* _ENTRIES PROVIDED_:

------------------------

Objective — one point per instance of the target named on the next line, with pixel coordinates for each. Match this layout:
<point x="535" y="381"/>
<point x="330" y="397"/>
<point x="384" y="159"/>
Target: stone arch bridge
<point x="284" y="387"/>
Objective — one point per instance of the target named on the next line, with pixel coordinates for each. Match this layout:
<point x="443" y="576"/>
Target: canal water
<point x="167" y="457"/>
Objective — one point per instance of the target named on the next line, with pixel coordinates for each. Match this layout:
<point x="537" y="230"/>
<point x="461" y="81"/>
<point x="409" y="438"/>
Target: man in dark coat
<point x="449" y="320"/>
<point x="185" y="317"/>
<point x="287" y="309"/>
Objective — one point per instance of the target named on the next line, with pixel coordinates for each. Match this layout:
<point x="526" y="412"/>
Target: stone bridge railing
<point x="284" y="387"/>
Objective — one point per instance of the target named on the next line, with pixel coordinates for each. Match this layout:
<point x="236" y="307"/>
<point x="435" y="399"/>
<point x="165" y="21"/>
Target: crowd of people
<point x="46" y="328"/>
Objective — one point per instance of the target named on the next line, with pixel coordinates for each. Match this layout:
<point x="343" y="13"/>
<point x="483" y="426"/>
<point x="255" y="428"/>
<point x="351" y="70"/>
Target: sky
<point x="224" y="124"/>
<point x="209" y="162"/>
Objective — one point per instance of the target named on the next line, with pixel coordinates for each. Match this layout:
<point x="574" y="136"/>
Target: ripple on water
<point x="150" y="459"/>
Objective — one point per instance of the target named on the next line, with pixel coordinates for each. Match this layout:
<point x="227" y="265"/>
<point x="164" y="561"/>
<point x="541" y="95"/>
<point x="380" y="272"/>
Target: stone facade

------------------------

* _TRY IT_: Output the line containing "Target: stone arch bridge" and all lines after it to the end of the records, exactly as given.

* _TASK SOLUTION_:
Target: stone arch bridge
<point x="284" y="387"/>
Objective — one point per instance of the target named on the next line, with pixel coordinates for each. Match this layout:
<point x="443" y="576"/>
Target: canal water
<point x="167" y="457"/>
Objective — one point per instance of the target named on the next line, with pixel coordinates for each. Match this layout:
<point x="537" y="230"/>
<point x="461" y="81"/>
<point x="409" y="438"/>
Target: man in dark coat
<point x="449" y="320"/>
<point x="185" y="317"/>
<point x="287" y="309"/>
Objective — one point per instance of the target named on the next line, with pixel coordinates for each. Match this layout:
<point x="526" y="412"/>
Target: stone bridge railing
<point x="284" y="387"/>
Objective — one point per instance of the target named on the next line, with pixel coordinates for each. Match this layout:
<point x="236" y="307"/>
<point x="435" y="399"/>
<point x="165" y="21"/>
Target: crowd of people
<point x="46" y="328"/>
Objective — one point per instance of the target named on the next line, with pixel coordinates for each. Match this layout:
<point x="343" y="13"/>
<point x="483" y="426"/>
<point x="255" y="428"/>
<point x="351" y="70"/>
Target: sky
<point x="224" y="124"/>
<point x="209" y="162"/>
Objective — one point per instance of the target named on the next line, with pixel coordinates for each. Match this layout:
<point x="574" y="136"/>
Target: ripple on water
<point x="150" y="459"/>
Objective — one point per instance of the target named on the next line, with pixel coordinates for each. Match this layout:
<point x="227" y="265"/>
<point x="164" y="561"/>
<point x="541" y="95"/>
<point x="380" y="272"/>
Target: stone facade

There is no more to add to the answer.